Recorded information: Begin
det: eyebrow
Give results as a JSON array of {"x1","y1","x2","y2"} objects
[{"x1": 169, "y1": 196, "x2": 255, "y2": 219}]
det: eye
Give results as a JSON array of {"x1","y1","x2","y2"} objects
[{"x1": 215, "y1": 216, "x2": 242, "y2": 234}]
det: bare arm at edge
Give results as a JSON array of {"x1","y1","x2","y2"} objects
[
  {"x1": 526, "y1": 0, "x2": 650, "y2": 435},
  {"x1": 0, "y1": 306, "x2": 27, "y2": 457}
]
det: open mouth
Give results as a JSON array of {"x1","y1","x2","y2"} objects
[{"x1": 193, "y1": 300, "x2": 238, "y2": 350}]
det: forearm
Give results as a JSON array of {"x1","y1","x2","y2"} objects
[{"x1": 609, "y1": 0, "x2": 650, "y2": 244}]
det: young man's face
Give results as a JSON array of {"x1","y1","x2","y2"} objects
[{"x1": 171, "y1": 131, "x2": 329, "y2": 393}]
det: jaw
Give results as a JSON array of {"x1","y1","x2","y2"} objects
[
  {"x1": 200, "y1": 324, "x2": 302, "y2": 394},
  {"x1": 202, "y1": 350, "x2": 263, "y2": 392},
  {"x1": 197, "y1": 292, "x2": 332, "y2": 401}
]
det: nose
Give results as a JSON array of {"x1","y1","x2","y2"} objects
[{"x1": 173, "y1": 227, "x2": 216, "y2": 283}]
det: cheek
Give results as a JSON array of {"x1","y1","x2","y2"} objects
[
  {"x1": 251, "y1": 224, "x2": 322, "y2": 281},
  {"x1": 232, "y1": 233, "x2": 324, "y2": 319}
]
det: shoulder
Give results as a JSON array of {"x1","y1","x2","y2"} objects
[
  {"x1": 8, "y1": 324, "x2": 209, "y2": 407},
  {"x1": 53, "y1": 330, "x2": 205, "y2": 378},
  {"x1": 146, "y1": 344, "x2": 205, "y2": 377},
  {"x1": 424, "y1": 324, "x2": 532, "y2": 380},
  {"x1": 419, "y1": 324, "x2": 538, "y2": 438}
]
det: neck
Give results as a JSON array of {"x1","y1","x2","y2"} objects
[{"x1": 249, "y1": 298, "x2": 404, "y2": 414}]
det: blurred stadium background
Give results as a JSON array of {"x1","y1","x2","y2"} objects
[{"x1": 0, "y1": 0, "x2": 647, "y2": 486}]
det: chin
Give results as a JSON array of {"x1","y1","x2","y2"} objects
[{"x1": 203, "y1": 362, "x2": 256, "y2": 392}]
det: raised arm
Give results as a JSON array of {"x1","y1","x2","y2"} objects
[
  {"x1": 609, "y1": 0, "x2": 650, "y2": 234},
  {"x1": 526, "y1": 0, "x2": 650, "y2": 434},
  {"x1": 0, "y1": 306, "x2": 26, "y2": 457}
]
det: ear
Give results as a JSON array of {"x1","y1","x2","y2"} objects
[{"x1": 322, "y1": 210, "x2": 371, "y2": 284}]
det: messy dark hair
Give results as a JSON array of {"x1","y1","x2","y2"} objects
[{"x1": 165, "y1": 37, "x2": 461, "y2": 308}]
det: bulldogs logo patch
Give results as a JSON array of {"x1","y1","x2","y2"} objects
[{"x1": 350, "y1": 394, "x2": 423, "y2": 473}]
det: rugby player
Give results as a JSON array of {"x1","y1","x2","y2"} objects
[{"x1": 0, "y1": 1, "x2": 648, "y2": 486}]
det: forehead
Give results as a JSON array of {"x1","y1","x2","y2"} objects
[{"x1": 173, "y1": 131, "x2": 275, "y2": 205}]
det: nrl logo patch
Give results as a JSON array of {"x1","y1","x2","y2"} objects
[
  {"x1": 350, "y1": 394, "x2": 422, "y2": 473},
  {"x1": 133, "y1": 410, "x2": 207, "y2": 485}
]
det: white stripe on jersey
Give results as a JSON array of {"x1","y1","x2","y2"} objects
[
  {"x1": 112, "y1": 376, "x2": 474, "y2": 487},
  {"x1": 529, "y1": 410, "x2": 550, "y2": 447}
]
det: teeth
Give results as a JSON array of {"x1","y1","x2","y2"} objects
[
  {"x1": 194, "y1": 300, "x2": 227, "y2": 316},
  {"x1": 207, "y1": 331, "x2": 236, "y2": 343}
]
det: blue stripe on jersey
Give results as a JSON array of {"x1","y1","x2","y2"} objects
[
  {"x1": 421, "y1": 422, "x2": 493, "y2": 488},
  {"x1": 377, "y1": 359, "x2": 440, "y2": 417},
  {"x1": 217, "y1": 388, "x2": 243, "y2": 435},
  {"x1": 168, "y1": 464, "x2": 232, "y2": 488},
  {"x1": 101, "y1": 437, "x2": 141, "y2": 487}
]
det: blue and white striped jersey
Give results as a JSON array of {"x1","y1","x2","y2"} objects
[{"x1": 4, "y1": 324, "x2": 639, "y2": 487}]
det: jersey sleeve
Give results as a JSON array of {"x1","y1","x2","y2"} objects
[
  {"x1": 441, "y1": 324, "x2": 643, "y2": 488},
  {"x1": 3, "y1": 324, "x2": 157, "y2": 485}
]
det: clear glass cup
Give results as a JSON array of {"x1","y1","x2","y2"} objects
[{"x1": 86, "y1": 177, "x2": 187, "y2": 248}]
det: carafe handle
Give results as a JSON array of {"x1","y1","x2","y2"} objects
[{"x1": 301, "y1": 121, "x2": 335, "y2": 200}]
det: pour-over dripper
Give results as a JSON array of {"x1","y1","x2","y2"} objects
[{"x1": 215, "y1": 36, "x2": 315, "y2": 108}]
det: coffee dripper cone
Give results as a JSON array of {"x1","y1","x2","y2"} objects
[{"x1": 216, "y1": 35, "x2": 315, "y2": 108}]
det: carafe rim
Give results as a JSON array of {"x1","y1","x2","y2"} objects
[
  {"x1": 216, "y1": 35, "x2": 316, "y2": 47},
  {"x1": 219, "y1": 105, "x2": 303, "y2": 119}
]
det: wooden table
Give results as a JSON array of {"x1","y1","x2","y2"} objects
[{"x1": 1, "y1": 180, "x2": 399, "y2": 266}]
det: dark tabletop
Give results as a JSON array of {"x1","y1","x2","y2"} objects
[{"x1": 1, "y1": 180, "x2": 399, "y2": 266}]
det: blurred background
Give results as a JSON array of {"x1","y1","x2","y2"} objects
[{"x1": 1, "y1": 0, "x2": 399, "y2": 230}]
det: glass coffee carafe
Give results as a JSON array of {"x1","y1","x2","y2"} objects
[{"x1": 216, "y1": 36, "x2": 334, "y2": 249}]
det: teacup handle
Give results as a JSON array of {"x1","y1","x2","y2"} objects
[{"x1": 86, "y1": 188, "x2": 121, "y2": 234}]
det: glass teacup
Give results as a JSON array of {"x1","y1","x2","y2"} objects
Recorded information: End
Among the entries above, the lines between the ones containing "det: jersey sleeve" and "det: glass coffee carafe", inclusive, are to be transcribed exactly. No other line is to be given.

det: jersey sleeve
Give results as a JSON array of {"x1","y1","x2","y2"} objects
[
  {"x1": 441, "y1": 324, "x2": 643, "y2": 488},
  {"x1": 3, "y1": 324, "x2": 157, "y2": 485}
]
det: clear glass cup
Give results as a JSON array of {"x1","y1","x2","y2"} objects
[{"x1": 86, "y1": 177, "x2": 187, "y2": 248}]
det: carafe handle
Give results as a JSON array of {"x1","y1","x2","y2"} objects
[{"x1": 301, "y1": 121, "x2": 335, "y2": 200}]
det: pour-over dripper
Give results as a JSON array of {"x1","y1","x2","y2"} objects
[{"x1": 215, "y1": 36, "x2": 315, "y2": 108}]
det: coffee dripper cone
Give results as a JSON array of {"x1","y1","x2","y2"} objects
[{"x1": 216, "y1": 35, "x2": 315, "y2": 108}]
det: carafe rim
Give results as a JSON array of {"x1","y1","x2","y2"} objects
[
  {"x1": 216, "y1": 35, "x2": 316, "y2": 47},
  {"x1": 219, "y1": 105, "x2": 303, "y2": 119}
]
det: wooden table
Give results as a JSON array of {"x1","y1","x2","y2"} objects
[{"x1": 1, "y1": 180, "x2": 399, "y2": 266}]
det: dark tabletop
Give results as a JSON array of {"x1","y1","x2","y2"} objects
[{"x1": 1, "y1": 180, "x2": 399, "y2": 266}]
det: blurred background
Give results as a JSON array of {"x1","y1","x2","y2"} objects
[{"x1": 1, "y1": 0, "x2": 399, "y2": 230}]
det: glass coffee carafe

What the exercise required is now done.